**Assigned task:** Where a line below includes the word "pixel", copy that line.
Data for processing START
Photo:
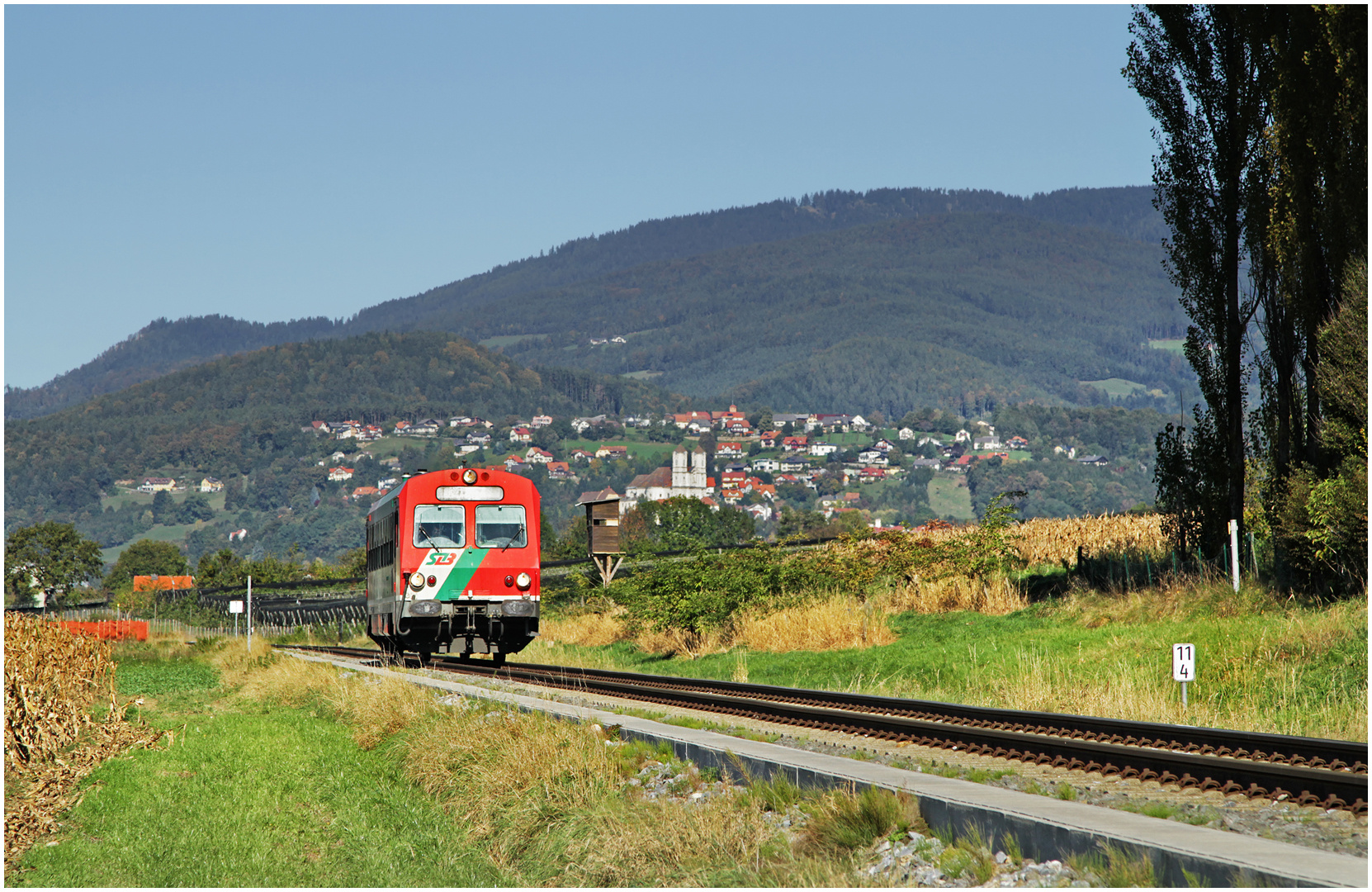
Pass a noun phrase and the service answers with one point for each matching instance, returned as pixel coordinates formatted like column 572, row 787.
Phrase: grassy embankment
Data for processing END
Data for processing START
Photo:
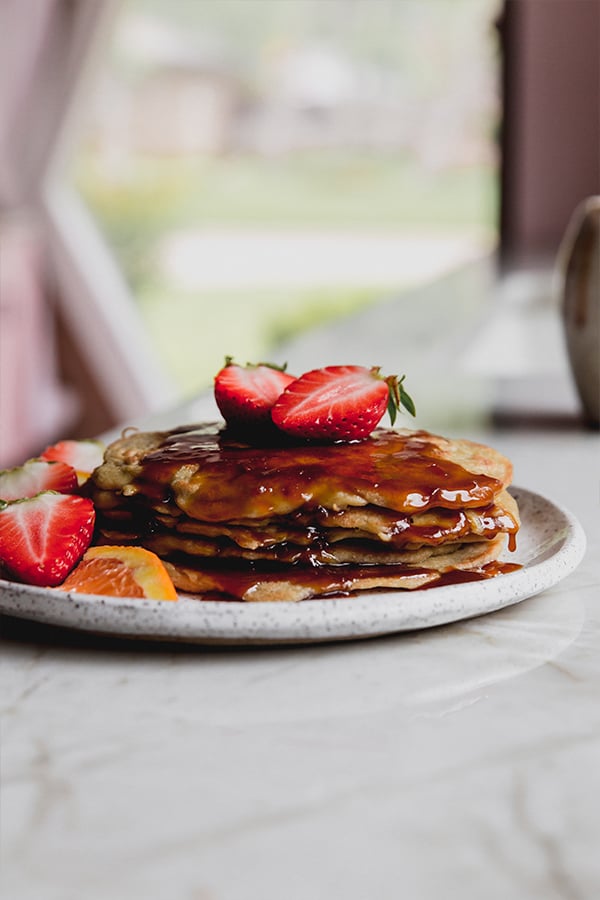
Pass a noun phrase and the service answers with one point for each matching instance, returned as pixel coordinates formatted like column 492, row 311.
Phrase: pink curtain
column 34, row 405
Data for processing END
**Completed task:**
Pass a noun phrase and the service answers with one point for each matching instance, returned as pixel coordinates formatted like column 572, row 787.
Pass a noun phrase and the service answers with one point for each matching instance, returned as pixel coordinates formatted like column 492, row 311.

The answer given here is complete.